_TASK TO CARRY OUT_.
Word for word, repeat the lines of the records from the one containing "Shelf-audit tagging: put a marker on the tiled" through the last line, both included.

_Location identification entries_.
================
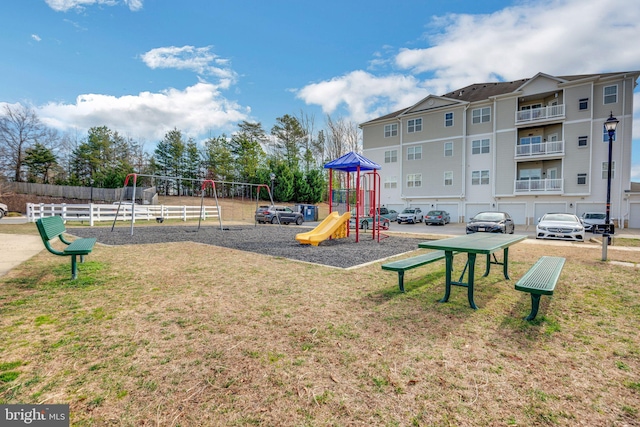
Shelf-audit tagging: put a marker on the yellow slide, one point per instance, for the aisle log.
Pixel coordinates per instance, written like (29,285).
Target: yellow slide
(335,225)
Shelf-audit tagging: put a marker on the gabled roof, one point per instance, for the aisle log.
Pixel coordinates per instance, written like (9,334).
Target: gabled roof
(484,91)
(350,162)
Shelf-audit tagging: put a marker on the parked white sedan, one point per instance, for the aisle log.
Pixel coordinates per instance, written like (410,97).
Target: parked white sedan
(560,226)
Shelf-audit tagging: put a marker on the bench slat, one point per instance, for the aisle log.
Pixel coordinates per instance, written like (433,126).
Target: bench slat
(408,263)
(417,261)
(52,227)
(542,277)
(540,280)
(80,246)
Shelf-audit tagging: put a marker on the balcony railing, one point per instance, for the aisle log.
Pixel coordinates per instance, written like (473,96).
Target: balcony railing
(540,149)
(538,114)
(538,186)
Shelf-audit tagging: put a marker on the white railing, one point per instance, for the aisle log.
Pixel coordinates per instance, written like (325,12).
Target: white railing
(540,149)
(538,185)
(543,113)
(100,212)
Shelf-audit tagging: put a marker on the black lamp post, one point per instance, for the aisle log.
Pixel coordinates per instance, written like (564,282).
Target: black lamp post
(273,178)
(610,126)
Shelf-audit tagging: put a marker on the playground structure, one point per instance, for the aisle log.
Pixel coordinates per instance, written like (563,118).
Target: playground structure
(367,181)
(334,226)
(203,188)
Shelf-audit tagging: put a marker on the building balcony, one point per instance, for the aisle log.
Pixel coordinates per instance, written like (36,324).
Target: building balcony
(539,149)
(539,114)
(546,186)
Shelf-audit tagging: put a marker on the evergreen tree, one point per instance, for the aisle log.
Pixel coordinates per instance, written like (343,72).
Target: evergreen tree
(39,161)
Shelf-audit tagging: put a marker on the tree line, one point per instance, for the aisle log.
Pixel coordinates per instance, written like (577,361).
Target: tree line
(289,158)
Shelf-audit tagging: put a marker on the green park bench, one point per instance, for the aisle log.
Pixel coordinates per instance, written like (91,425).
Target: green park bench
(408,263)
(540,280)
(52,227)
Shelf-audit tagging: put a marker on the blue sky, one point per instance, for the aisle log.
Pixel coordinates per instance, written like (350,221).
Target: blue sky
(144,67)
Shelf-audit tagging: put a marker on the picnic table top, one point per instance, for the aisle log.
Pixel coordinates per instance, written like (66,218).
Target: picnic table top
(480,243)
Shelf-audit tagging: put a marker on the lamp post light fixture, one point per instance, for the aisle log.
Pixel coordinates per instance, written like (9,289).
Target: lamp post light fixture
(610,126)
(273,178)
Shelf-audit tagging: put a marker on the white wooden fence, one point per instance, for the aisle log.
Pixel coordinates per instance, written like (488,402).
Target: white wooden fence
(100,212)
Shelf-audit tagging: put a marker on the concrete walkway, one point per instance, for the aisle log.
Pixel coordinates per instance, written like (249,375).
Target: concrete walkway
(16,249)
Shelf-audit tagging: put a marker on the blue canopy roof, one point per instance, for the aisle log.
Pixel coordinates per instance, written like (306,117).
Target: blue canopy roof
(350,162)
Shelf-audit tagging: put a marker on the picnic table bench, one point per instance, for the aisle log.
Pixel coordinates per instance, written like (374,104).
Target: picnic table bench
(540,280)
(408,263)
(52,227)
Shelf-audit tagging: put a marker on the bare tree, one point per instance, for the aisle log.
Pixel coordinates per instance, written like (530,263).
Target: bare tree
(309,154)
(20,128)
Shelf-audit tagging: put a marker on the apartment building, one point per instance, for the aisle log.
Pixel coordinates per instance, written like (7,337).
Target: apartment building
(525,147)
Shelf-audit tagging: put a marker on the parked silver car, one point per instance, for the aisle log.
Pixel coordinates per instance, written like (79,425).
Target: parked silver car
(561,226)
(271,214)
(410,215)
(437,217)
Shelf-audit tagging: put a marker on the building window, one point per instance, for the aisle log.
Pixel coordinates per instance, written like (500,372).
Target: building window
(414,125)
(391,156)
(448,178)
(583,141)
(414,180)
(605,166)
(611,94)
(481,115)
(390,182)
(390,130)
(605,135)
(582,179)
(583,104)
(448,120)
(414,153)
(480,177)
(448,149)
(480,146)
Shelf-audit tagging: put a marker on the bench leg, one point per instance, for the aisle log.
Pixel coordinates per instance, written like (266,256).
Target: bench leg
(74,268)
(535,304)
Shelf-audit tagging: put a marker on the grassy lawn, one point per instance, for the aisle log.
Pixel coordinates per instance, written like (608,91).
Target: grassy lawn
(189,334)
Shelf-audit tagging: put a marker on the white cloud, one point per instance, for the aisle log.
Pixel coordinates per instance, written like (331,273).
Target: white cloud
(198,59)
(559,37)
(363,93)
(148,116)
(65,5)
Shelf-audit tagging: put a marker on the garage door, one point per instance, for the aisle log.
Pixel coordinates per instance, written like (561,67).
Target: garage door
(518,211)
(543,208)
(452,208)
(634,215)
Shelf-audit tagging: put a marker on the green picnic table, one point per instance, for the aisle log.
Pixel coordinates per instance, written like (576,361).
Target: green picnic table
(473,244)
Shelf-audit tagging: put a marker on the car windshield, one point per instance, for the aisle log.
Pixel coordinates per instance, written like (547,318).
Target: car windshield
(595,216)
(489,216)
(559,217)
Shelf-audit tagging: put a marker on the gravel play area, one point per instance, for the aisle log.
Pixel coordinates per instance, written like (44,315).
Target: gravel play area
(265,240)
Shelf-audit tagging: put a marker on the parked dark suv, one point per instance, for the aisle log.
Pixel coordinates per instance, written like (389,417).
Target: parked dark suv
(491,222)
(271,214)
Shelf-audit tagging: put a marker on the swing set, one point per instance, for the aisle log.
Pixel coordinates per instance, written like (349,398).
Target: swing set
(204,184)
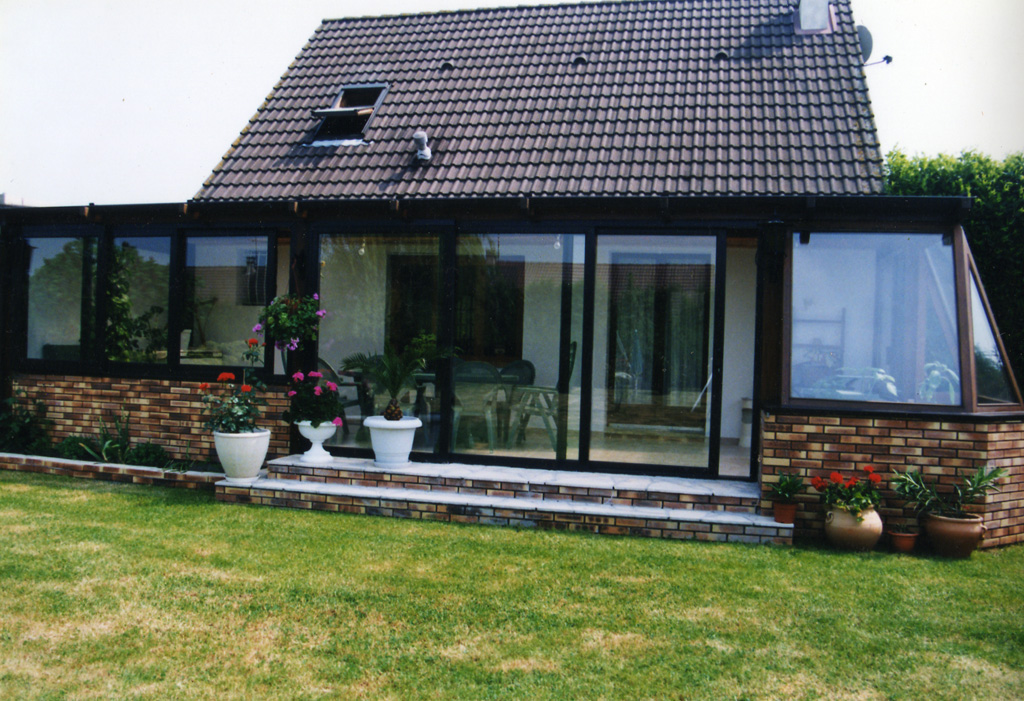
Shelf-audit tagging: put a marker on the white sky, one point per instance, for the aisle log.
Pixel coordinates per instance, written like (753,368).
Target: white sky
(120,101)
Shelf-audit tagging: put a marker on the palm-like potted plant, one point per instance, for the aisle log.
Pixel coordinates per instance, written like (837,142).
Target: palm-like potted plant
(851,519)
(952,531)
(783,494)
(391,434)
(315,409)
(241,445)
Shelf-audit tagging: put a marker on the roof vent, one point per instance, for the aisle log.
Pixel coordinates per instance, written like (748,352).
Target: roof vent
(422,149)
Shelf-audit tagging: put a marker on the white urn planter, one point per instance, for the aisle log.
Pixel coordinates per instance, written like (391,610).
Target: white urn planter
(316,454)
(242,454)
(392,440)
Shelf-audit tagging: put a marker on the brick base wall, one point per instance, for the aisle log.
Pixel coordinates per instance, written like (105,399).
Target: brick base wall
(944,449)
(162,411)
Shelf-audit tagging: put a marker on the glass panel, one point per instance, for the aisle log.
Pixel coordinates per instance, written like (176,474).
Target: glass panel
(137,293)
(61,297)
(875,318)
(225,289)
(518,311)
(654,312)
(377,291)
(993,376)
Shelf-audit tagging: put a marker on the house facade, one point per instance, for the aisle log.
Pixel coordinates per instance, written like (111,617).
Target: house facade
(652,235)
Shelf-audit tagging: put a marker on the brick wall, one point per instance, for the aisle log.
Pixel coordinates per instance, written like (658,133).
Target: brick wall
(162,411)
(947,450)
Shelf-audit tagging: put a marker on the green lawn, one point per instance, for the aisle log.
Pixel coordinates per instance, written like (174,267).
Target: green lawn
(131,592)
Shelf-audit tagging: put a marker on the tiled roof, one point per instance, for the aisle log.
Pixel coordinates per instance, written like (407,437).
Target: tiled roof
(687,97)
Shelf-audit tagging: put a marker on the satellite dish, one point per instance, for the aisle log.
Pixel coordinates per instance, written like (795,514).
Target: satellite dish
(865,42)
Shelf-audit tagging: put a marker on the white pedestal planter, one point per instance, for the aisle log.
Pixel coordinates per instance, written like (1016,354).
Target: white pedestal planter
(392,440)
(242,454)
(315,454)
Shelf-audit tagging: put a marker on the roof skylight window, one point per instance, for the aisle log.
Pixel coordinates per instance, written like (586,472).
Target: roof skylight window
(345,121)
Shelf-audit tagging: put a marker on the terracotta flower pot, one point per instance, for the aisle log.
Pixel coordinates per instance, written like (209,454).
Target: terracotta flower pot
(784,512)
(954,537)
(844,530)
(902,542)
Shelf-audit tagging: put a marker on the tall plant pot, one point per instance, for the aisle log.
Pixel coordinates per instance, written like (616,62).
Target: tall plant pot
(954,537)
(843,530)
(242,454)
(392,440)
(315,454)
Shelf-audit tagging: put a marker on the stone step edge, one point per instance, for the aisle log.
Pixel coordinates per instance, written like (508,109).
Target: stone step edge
================
_ANSWER IN FULL_.
Shelf-audit tagging: put a marker on the tiled roof, one point per instance, for the aisle log.
Pixel coordinates per instance, written like (407,437).
Target: tiled roof
(687,97)
Shelf-audit tagging: put a marker on the satellite dish, one point per instance, for the aisle log.
Pixel coordinates per instance, written like (795,514).
Target: satellite dish
(865,42)
Shelf-audit tagging: put a marker on the white pedestal planter, one point per instance, for the aisle log.
Pixel coordinates per instance, written like (1016,354).
Target: white pedestal planter
(392,440)
(242,454)
(315,454)
Shelf-audit tagging: put a marker on the roof skylight window, one point per instance, for the aisle log.
Pixel coordinates per instance, written like (586,472).
Target: roof skylight window
(345,121)
Shelf-audit tagging: put a marker on the terracotta flower pot, one point per instance, for the aisle log.
Pixel coordinates per instance, written like (209,454).
Target: terracotta flower pot
(784,512)
(954,537)
(844,530)
(902,542)
Shelf-audit tagging: put a marker on the tall plant pot, one point per instance, for the aisle log.
Pixel coordinates per instance, written like (616,62).
Target: tall plant pot
(954,537)
(843,530)
(242,454)
(392,440)
(315,454)
Shelf-audit tagging: put a marker on the stone step edge, one point per instance, for the aisle log.
Pixel coordinates per instance, written like (508,109).
Target: stone step edge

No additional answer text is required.